* [TUGAS TERTULIS]
A) Tuliskan ulang tanpa perubahan bagian tulisan tentang culture shock yang dibuka dengan kata-kata berisi "CARA MUDAH PAHAM" dan ditutup dengan "(gegar budaya).".
B) Sambung tulisan tentang culture shock mulai dari kalimat terakhir yang tercantum.

CARA MUDAH PAHAM CULTURE SHOCK
http://pad2.whstatic.com |
Sudah sedari lahir manusia
ditanamkan nilai-nilai budaya oleh orangtuanya, yang kemudian disebut
enkulturasi (nilai dalam diri). Hal inilah yang dibawa anak tersebut ke
lingkungan barunya. Sah-sah saja komunikasi antarbudaya terjalin efektif, jika
orang-orang di lingkungan barunya itu memiliki budaya homogen. Lantas,
bagaimana jika dia bertemu dengan orang-orang yang seratus persen berbeda
budaya dengannya. Pasti dia bakal mengalami culture shock[1]
(gegar budaya).
Lalau apa yang akan terjadi bila seseorang yang
lahir dan terenkulturasi dalam suatu budaya tertentu, memasuki budaya lain?

* [DATA YANG DIBERIKAN]
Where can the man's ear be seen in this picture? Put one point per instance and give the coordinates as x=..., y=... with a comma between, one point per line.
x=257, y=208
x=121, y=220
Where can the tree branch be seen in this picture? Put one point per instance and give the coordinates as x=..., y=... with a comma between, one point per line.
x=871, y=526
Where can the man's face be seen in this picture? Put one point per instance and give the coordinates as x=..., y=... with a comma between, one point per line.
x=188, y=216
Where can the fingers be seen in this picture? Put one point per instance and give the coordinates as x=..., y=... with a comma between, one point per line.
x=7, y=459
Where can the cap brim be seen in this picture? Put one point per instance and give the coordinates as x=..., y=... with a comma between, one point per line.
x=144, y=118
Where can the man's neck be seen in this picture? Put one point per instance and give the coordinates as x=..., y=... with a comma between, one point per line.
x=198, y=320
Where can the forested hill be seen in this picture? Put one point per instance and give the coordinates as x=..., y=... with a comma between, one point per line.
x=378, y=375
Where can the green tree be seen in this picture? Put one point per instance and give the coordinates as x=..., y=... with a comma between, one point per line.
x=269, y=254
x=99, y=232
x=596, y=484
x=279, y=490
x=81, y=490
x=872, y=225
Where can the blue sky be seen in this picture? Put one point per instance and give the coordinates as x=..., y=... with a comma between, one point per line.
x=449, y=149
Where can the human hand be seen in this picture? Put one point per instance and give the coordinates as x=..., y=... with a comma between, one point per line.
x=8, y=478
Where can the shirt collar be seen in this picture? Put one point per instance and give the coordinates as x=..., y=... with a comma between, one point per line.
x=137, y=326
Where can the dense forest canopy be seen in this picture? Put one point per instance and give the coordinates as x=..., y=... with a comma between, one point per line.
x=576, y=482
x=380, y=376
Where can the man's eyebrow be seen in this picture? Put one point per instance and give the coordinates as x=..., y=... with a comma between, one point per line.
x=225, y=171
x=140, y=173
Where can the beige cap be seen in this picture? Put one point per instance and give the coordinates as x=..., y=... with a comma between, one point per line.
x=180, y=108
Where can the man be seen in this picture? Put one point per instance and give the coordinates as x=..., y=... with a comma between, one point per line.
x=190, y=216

* [JAWABAN PER TUGAS]
A)
CARA MUDAH PAHAM CULTURE SHOCK
http://pad2.whstatic.com |
Sudah sedari lahir manusia
ditanamkan nilai-nilai budaya oleh orangtuanya, yang kemudian disebut
enkulturasi (nilai dalam diri). Hal inilah yang dibawa anak tersebut ke
lingkungan barunya. Sah-sah saja komunikasi antarbudaya terjalin efektif, jika
orang-orang di lingkungan barunya itu memiliki budaya homogen. Lantas,
bagaimana jika dia bertemu dengan orang-orang yang seratus persen berbeda
budaya dengannya. Pasti dia bakal mengalami culture shock[1]
(gegar budaya).

B)
Segala bentuk lambang-lambang verbal dan non verbal, dan aturan-aturan yang
telah dipelajari individu dalam lingkungan budayanya memungkinkan lenyap, dan
tidak berfungsi lagi dalam lingkungan budaya baru yang ia masuki (Lubis, 2012:
175).
Ibarat kata pepatah, “Dimana bumi dipijak, disitu langit
dijunjung”. Jika kita tidak mengikuti atau sekurang-kurangnya menghormati
perbedaan budaya yang ada, maka kita akan didepak ataupun teralienasi
(terasingkan). Individu atau suatu kelompok yang mengalami gegar budaya itu pun
mulai mengalami proses enkulturasi yang kedua, yakni akulturasi. Akulturasi
sendiri merupakan suatu proses menyesuaikan diri (adaptasi) dengan budaya baru.
Dimana sesuatu nilai masuk kedalam diri individu, tanpa meninggalkan identitas
budaya yang lama (Mulyana dan Rakhmat, 2005: 139). Kalau istilah saya,
menghargai perbedaan yang ada dengan tetap menjadi diri sendiri. Tanpa harus
memaksakan diri untuk menjadi orang lain.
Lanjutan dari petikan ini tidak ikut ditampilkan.